(Contour labeling entries)
****************************************

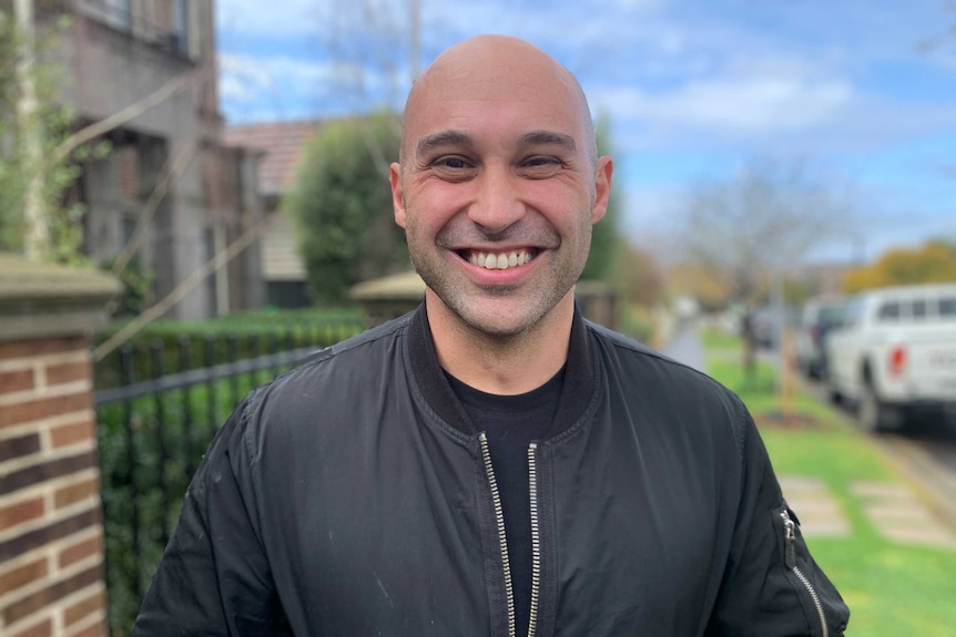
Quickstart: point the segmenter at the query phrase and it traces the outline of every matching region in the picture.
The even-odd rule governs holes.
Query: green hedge
[[[154,342],[161,347],[163,372],[170,374],[206,367],[206,338],[214,345],[215,362],[222,363],[233,356],[236,360],[254,356],[254,339],[250,338],[253,335],[260,336],[258,353],[263,355],[273,350],[265,341],[268,335],[275,335],[275,350],[283,351],[303,347],[318,349],[362,329],[362,316],[354,311],[262,314],[202,323],[156,322],[131,343],[134,380],[153,377],[150,348]],[[180,360],[183,340],[190,342],[192,349],[185,368]],[[96,364],[98,390],[120,384],[119,363],[119,352],[114,352]],[[253,388],[288,367],[98,408],[112,635],[130,634],[141,594],[149,588],[162,557],[163,540],[176,524],[191,472],[202,460],[215,432]],[[161,446],[165,448],[164,461]],[[161,479],[165,479],[165,484]],[[133,543],[136,515],[139,549]]]

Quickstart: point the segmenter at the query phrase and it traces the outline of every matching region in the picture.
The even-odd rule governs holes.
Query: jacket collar
[[[408,338],[411,371],[429,407],[439,418],[460,432],[468,435],[478,433],[468,420],[448,379],[445,378],[441,366],[438,364],[425,302],[418,306],[411,316]],[[593,398],[594,381],[594,361],[591,357],[588,328],[580,308],[576,305],[568,361],[565,367],[565,386],[549,438],[566,431],[583,415]]]

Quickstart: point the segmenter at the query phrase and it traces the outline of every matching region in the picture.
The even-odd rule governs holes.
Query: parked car
[[[783,315],[781,317],[781,314]],[[781,329],[793,326],[796,322],[796,309],[793,306],[775,307],[772,305],[761,306],[752,310],[745,317],[750,321],[749,328],[753,342],[762,349],[776,349],[779,347]]]
[[[795,330],[794,350],[796,364],[806,377],[825,377],[826,350],[823,343],[826,335],[843,322],[845,312],[844,297],[815,297],[803,305]]]
[[[857,404],[864,429],[917,411],[956,413],[956,284],[869,290],[825,341],[827,389]]]

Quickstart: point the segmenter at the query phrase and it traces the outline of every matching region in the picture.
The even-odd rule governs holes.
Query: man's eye
[[[468,167],[468,162],[461,157],[441,157],[434,164],[440,168],[462,169]]]
[[[538,166],[553,166],[558,165],[560,162],[555,157],[530,157],[525,162],[526,166],[538,167]]]
[[[565,163],[558,157],[535,155],[521,162],[519,173],[531,179],[547,179],[557,175]]]

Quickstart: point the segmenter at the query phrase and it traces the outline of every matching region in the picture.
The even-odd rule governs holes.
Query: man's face
[[[611,173],[607,157],[592,165],[584,116],[567,79],[533,64],[440,69],[409,100],[396,222],[470,328],[517,335],[569,298]]]

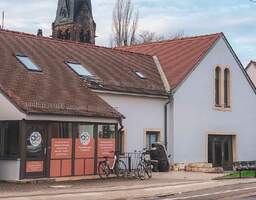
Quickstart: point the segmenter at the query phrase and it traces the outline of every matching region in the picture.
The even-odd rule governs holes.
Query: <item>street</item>
[[[206,173],[156,173],[150,180],[133,178],[48,183],[0,183],[0,200],[207,200],[256,199],[255,179],[213,180]]]

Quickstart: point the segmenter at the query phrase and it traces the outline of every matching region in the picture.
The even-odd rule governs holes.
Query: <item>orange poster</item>
[[[72,158],[72,139],[52,139],[51,159]]]
[[[76,139],[76,158],[94,158],[94,140],[88,144],[82,144],[80,139]]]
[[[116,149],[115,139],[103,139],[98,140],[98,157],[113,157]]]
[[[44,162],[43,161],[27,161],[26,162],[26,172],[43,172],[44,171]]]

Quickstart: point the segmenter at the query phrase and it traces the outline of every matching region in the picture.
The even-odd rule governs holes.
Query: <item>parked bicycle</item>
[[[141,153],[140,162],[137,166],[137,176],[141,180],[146,179],[146,176],[149,179],[152,178],[152,162],[150,153],[146,149],[143,149]]]
[[[127,168],[125,162],[119,159],[119,151],[113,151],[110,153],[114,153],[112,166],[110,166],[108,157],[105,157],[105,160],[100,161],[98,164],[98,174],[100,178],[108,178],[110,174],[115,174],[118,177],[124,177],[127,172]]]

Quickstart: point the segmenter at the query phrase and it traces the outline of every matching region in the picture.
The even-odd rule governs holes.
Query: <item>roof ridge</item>
[[[127,47],[117,47],[117,49],[125,50],[125,49],[129,49],[129,48],[133,48],[133,47],[143,47],[143,46],[158,45],[158,44],[160,45],[160,44],[166,44],[166,43],[182,41],[182,40],[193,40],[193,39],[197,39],[197,38],[206,38],[206,37],[210,37],[210,36],[222,36],[222,35],[224,35],[223,32],[211,33],[211,34],[206,34],[206,35],[195,35],[195,36],[188,36],[188,37],[182,37],[182,38],[167,39],[167,40],[156,41],[156,42],[149,42],[149,43],[144,43],[144,44],[134,44],[134,45],[127,46]]]
[[[126,54],[129,53],[129,54],[137,54],[137,55],[144,55],[144,56],[152,57],[148,54],[130,52],[130,51],[126,51],[126,50],[123,50],[123,49],[99,46],[99,45],[95,45],[95,44],[82,43],[82,42],[77,42],[77,41],[72,41],[72,40],[62,40],[62,39],[46,37],[46,36],[37,36],[37,35],[32,34],[32,33],[25,33],[25,32],[13,31],[13,30],[8,30],[8,29],[0,29],[0,33],[1,32],[2,33],[11,33],[11,34],[14,34],[14,35],[19,35],[19,36],[24,36],[24,37],[27,37],[27,38],[34,38],[34,39],[39,39],[39,40],[46,40],[46,41],[48,40],[48,41],[52,41],[52,42],[61,42],[61,43],[67,43],[67,44],[82,46],[82,47],[87,46],[87,47],[92,47],[92,48],[107,49],[107,50],[115,51],[115,52],[119,52],[119,53],[126,53]]]

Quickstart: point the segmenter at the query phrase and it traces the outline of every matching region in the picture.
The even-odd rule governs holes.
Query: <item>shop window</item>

****************************************

• **DIRECTIVE**: Rewrite all of the material with "segmenter" changed to "outline tool" and nothing else altered. Leave the pictures out.

• **TASK RESPONSE**:
Quickstart: point the outline tool at the query phrase and it traces the outline of every matching region in the picture.
The even-odd rule governs holes.
Query: green hedge
[[[154,342],[161,347],[163,372],[170,374],[206,367],[206,338],[214,345],[215,362],[222,363],[233,356],[236,360],[254,356],[254,339],[250,338],[253,335],[260,336],[258,353],[263,355],[273,350],[265,341],[268,335],[275,335],[275,350],[283,351],[303,347],[318,349],[362,329],[362,316],[354,311],[262,314],[202,323],[156,322],[131,343],[134,380],[153,377],[150,348]],[[180,360],[183,340],[190,342],[192,349],[185,368]],[[96,364],[98,390],[120,384],[119,363],[119,352],[114,352]],[[253,388],[288,367],[98,408],[112,635],[130,634],[141,594],[149,588],[162,557],[163,540],[176,524],[191,472],[202,460],[215,432]],[[161,446],[165,448],[164,461]],[[161,479],[165,479],[165,484]],[[133,543],[136,515],[139,549]]]

Quickstart: point the outline tool at the query phrase and it traces the outline of every matching region in the picture.
The even-odd rule governs holes.
Query: jacket collar
[[[408,338],[411,371],[429,407],[439,418],[460,432],[468,435],[478,433],[468,420],[448,379],[445,378],[441,366],[438,364],[425,302],[418,306],[411,316]],[[593,398],[594,381],[594,361],[591,357],[588,328],[580,308],[576,305],[568,361],[565,367],[565,386],[549,438],[566,431],[583,415]]]

Quickstart: point the outline tool at the query phrase and it traces the outline of every matching region in the picture.
The even-odd rule governs holes.
Query: parked car
[[[783,315],[781,317],[781,314]],[[781,329],[793,326],[796,322],[796,309],[793,306],[775,307],[772,305],[761,306],[752,310],[745,317],[750,321],[749,328],[753,342],[762,349],[776,349],[779,347]]]
[[[795,330],[794,350],[796,364],[806,377],[825,377],[826,350],[823,343],[826,335],[843,322],[845,312],[844,297],[815,297],[803,305]]]
[[[857,404],[864,429],[917,411],[956,413],[956,284],[869,290],[825,341],[827,389]]]

Quickstart: point the outline tool at the query phrase and it traces the outline of every matching region in the picture.
The even-odd rule governs holes.
Query: man's eye
[[[468,167],[468,162],[461,157],[441,157],[434,164],[440,168],[462,169]]]
[[[538,166],[553,166],[558,165],[560,162],[555,157],[530,157],[525,162],[526,166],[538,167]]]
[[[565,163],[558,157],[535,155],[521,162],[519,173],[531,179],[547,179],[557,175]]]

Quickstart: point the outline tool at the query phrase and it traces the outline of every matching region in the picture.
The even-odd rule governs holes.
Query: man's face
[[[611,173],[607,157],[592,165],[584,116],[567,79],[533,64],[440,69],[409,100],[396,222],[470,328],[517,335],[569,298]]]

Quickstart: point the outline tool at the query phrase and it traces the outline of every matching region in the picture.
The even-odd rule governs holes.
Query: <item>street</item>
[[[206,173],[156,173],[150,180],[133,178],[48,183],[0,183],[0,200],[207,200],[256,199],[255,179],[213,180]]]

Quickstart: point the outline tool at the query phrase and it traces the outline of every matching region in the picture.
The even-odd rule governs holes.
Query: <item>orange poster</item>
[[[72,158],[72,139],[52,139],[51,159]]]
[[[76,139],[76,158],[94,158],[94,140],[88,144],[82,144],[80,139]]]
[[[116,149],[115,139],[103,139],[98,140],[98,157],[113,157]]]
[[[44,162],[43,161],[27,161],[26,162],[26,172],[43,172],[44,171]]]

Quickstart: point the outline tool at the query phrase and it traces the outline of every matching region in the picture.
The even-odd rule governs holes.
Query: <item>parked bicycle</item>
[[[141,153],[140,162],[137,166],[137,176],[141,180],[146,179],[146,176],[149,179],[152,178],[152,162],[150,153],[146,149],[143,149]]]
[[[127,168],[125,162],[119,159],[119,151],[113,151],[110,153],[114,153],[112,166],[110,166],[108,157],[105,157],[105,160],[100,161],[98,164],[98,174],[100,178],[108,178],[110,174],[115,174],[118,177],[124,177],[127,172]]]

Quickstart: point the outline tool at the query phrase and it traces the outline of every matching region in the picture.
The even-odd rule governs holes.
Query: <item>roof ridge</item>
[[[127,47],[117,47],[117,49],[125,50],[125,49],[129,49],[129,48],[133,48],[133,47],[143,47],[143,46],[158,45],[158,44],[160,45],[160,44],[166,44],[166,43],[182,41],[182,40],[193,40],[193,39],[197,39],[197,38],[206,38],[206,37],[210,37],[210,36],[222,36],[222,35],[224,35],[223,32],[211,33],[211,34],[206,34],[206,35],[195,35],[195,36],[188,36],[188,37],[182,37],[182,38],[167,39],[167,40],[156,41],[156,42],[149,42],[149,43],[144,43],[144,44],[134,44],[134,45],[127,46]]]
[[[126,54],[129,53],[129,54],[137,54],[137,55],[144,55],[144,56],[152,57],[148,54],[130,52],[130,51],[126,51],[126,50],[123,50],[123,49],[99,46],[99,45],[95,45],[95,44],[82,43],[82,42],[77,42],[77,41],[72,41],[72,40],[62,40],[62,39],[46,37],[46,36],[37,36],[37,35],[32,34],[32,33],[25,33],[25,32],[13,31],[13,30],[8,30],[8,29],[0,29],[0,33],[1,32],[2,33],[11,33],[11,34],[14,34],[14,35],[19,35],[19,36],[24,36],[24,37],[27,37],[27,38],[34,38],[34,39],[39,39],[39,40],[46,40],[46,41],[48,40],[48,41],[52,41],[52,42],[61,42],[61,43],[67,43],[67,44],[82,46],[82,47],[87,46],[87,47],[92,47],[92,48],[107,49],[107,50],[115,51],[115,52],[119,52],[119,53],[126,53]]]

Quickstart: point the outline tool at the query phrase and it traces the outline of every matching region in the picture.
The even-odd rule governs holes.
Query: <item>shop window</item>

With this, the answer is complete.